(WHAT TO DO):
Change "Place a dot on" to "Mark a point on" everywhere it appears in the records, and write all the records out again with nothing else altered. Leave the pictures out.

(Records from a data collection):
***

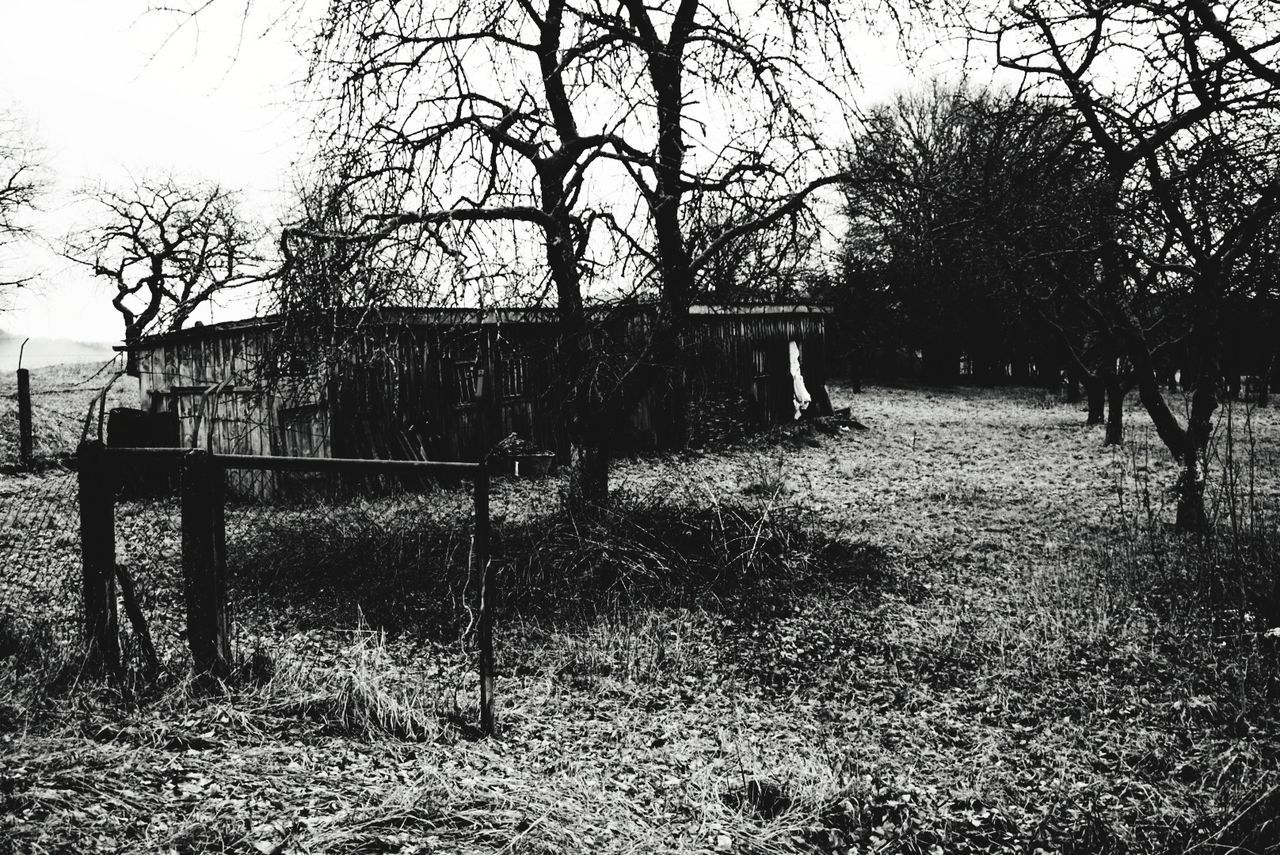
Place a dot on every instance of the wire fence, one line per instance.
(60, 397)
(170, 561)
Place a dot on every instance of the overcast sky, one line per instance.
(110, 92)
(106, 100)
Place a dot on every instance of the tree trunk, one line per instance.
(1115, 411)
(589, 474)
(1096, 392)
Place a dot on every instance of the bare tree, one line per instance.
(168, 248)
(19, 187)
(585, 127)
(1179, 96)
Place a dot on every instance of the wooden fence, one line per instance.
(204, 551)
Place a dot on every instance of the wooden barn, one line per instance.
(405, 385)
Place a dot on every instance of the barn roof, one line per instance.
(474, 318)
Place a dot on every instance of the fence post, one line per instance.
(97, 557)
(488, 599)
(24, 416)
(204, 566)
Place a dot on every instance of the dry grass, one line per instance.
(1018, 657)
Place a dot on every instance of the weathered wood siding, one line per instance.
(406, 388)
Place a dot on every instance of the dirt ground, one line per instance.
(993, 672)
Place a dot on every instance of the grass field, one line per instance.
(964, 630)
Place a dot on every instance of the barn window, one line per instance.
(465, 378)
(512, 375)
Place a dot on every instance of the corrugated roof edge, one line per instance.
(508, 315)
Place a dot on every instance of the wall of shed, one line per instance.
(407, 391)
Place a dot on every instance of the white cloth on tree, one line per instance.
(800, 397)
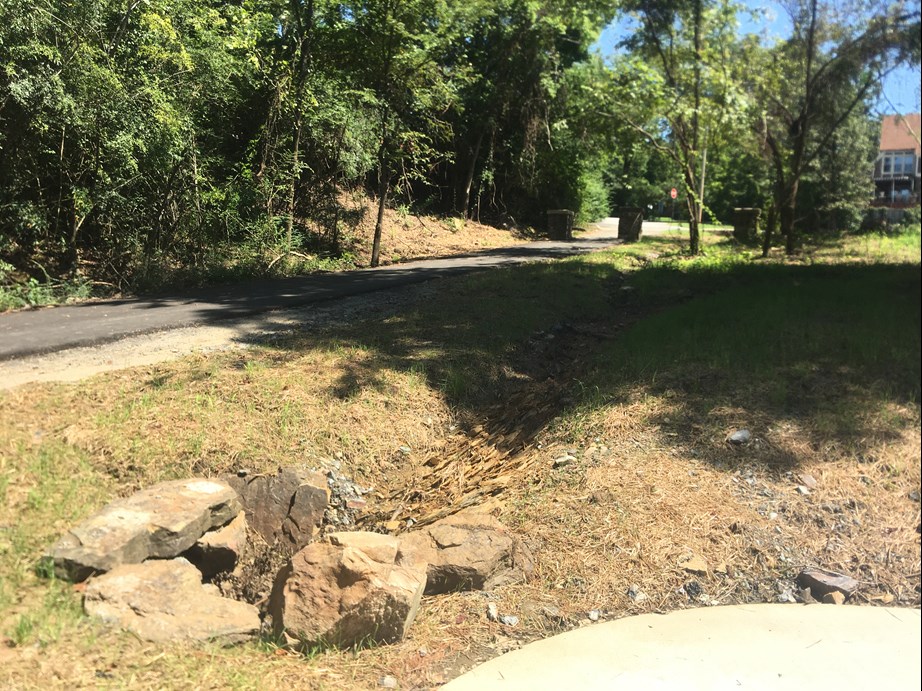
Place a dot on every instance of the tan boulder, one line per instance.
(161, 521)
(286, 508)
(164, 600)
(346, 592)
(467, 551)
(219, 551)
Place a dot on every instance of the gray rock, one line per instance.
(821, 582)
(164, 600)
(162, 521)
(636, 594)
(467, 551)
(287, 508)
(219, 551)
(740, 437)
(564, 461)
(347, 593)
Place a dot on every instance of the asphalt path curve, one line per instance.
(34, 332)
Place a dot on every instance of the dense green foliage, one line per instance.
(139, 138)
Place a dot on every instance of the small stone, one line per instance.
(219, 551)
(740, 437)
(834, 598)
(807, 480)
(695, 564)
(467, 551)
(786, 596)
(822, 581)
(806, 596)
(601, 497)
(563, 461)
(636, 594)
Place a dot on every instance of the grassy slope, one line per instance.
(819, 358)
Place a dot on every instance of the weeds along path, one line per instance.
(500, 449)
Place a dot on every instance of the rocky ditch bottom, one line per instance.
(240, 556)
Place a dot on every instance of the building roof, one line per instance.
(901, 132)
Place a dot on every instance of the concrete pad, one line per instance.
(790, 646)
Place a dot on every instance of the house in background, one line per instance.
(897, 170)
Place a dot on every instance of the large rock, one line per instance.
(164, 600)
(467, 551)
(286, 509)
(161, 521)
(346, 592)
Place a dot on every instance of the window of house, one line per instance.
(898, 164)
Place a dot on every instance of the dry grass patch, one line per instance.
(489, 378)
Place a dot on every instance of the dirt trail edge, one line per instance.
(50, 330)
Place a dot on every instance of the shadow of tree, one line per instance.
(825, 350)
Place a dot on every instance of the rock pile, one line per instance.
(156, 559)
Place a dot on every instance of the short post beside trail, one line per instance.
(630, 224)
(560, 224)
(746, 224)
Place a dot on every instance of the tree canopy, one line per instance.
(140, 135)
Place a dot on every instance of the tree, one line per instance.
(681, 66)
(811, 84)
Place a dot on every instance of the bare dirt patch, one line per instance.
(632, 502)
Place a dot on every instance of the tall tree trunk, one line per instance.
(383, 188)
(469, 178)
(694, 221)
(787, 210)
(295, 175)
(770, 224)
(694, 212)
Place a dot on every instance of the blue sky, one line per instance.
(901, 88)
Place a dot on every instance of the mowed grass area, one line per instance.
(819, 357)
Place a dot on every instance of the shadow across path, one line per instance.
(35, 332)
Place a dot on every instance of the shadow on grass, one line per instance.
(723, 341)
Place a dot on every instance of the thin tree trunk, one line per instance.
(770, 223)
(788, 213)
(383, 187)
(295, 175)
(469, 178)
(694, 213)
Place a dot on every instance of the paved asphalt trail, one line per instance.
(48, 330)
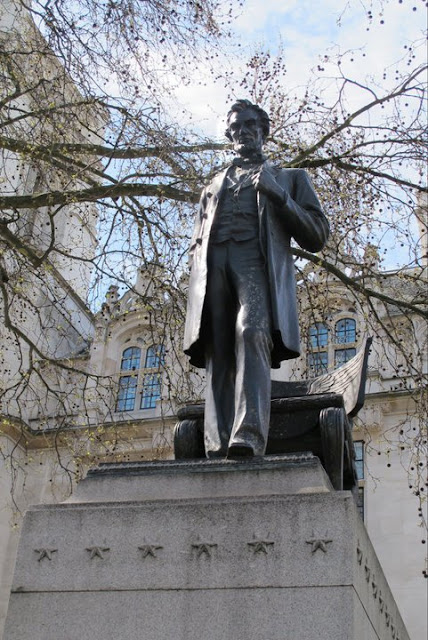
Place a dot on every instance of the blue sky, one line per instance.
(308, 30)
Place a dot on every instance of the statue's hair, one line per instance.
(240, 105)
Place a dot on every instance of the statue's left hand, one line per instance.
(264, 181)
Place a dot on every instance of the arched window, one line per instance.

***

(EXERCISE RESULT):
Mark a point on every instance of the wire fence, one line per instance.
(60, 397)
(170, 561)
Mark a point on every instance of the overcast sky, one line per instance.
(110, 92)
(106, 100)
Mark a point on every instance of the tree trunk, one line per instance.
(1115, 411)
(589, 474)
(1096, 392)
Mark a point on every instance of the bare tree, one line per instance.
(168, 248)
(19, 187)
(585, 127)
(1179, 96)
Mark a point on every instance of the wooden fence, one line per instance.
(204, 551)
Mark a point on every instance of the wooden barn, one line per instance.
(405, 385)
Mark a point on every instance of the barn roof, one line per instance.
(474, 318)
Mark a point on every instance of the fence post, one line per instance.
(97, 557)
(488, 599)
(24, 416)
(204, 566)
Mark a point on every instance of the dry grass, one line per instance.
(1018, 657)
Mark a point on every instance of the weathered wood siding, one line per instance.
(406, 388)
Mark a point on every instance of the dirt ground, one line per instance.
(993, 672)
Mark a point on every instance of the grass field, one line per instance.
(964, 630)
Mark a point on every instance of the barn window, one line per instance.
(465, 378)
(512, 375)
Mark a point on every instance of the corrugated roof edge, one line per instance.
(508, 315)
Mark a point on every instance of the wall of shed, one line per instance.
(407, 391)
Mark a point on every instance of the white cloth on tree, one line per instance.
(800, 397)
Mark a point on every instance of the tan boulder, one line per instance.
(161, 521)
(286, 508)
(164, 600)
(346, 592)
(467, 551)
(219, 551)
Mark a point on every instance of the gray rock, one line per instance.
(821, 582)
(164, 600)
(162, 521)
(636, 594)
(467, 551)
(287, 508)
(219, 551)
(740, 437)
(564, 461)
(347, 593)
Mark a point on every instance of the asphalt path curve, one line per instance.
(34, 332)
Mark a point on every instance of the dense green foliage, one line per instance.
(139, 138)
Mark a point on every instance of the small stone, one line per instance.
(219, 551)
(740, 437)
(834, 598)
(807, 480)
(695, 564)
(467, 551)
(786, 596)
(822, 581)
(806, 596)
(601, 497)
(563, 461)
(636, 594)
Mark a point on every instance of the grassy slope, one line per instance.
(819, 358)
Mark a point on every instance of the weeds along path, one line per instance.
(500, 449)
Mark a point on every instance of the rocky ditch bottom, one line per instance.
(240, 556)
Mark a point on every instance of the building roof, one line per instance.
(901, 132)
Mark a point on every instance of the concrete pad, one line per instance.
(790, 646)
Mark a point on every instance of the house in background, one line per instance.
(897, 170)
Mark a point on every instance of the large rock, one line per instance.
(164, 600)
(467, 551)
(286, 509)
(161, 521)
(346, 592)
Mark a point on every instance of the window of house, one line per instance.
(898, 164)
Mark a point on every instance of the dry grass patch, one line per instance.
(489, 378)
Mark a point on every instance of the dirt trail edge, one line per instance.
(50, 330)
Mark a point on every instance of the shadow of tree, one line per instance.
(825, 350)
Mark a point on every instance of the rock pile, one line per instance.
(156, 559)
Mark a point on every instance of the short post beside trail, one line per instance.
(630, 224)
(560, 224)
(746, 224)
Mark a point on every instance of the tree canopy, one line per instance.
(140, 135)
Mark a point on every instance of the tree, one line per instance.
(681, 66)
(811, 84)
Mark a point on every instance of the bare dirt patch, one line per instance.
(632, 502)
Mark a point on every instance of the tall tree trunk, one line per instance.
(383, 188)
(469, 178)
(694, 221)
(787, 210)
(295, 175)
(770, 224)
(694, 212)
Mark a point on every instance of the blue sky, one line per instance.
(901, 88)
Mark a point on every instance of the mowed grass area, one line per instance.
(819, 357)
Mark a point on every instance of the shadow across path, one line per instance.
(35, 332)
Mark a point on every instance of the shadow on grass, one line per instance.
(723, 341)
Mark a point on every instance of the thin tree trunk, one line per instance.
(770, 223)
(788, 213)
(383, 187)
(295, 175)
(469, 178)
(694, 213)
Mark a point on every instance of the paved asphalt trail, one line per instance.
(48, 330)
Mark a point on every instance of the blue sky, one line per instance.
(308, 30)
Mark a point on every instance of the statue's hair, one line per instance.
(240, 105)
Mark a point on every instance of the statue's left hand, one line per instance.
(264, 181)
Mark a point on every instance of the arched window, one line per instance.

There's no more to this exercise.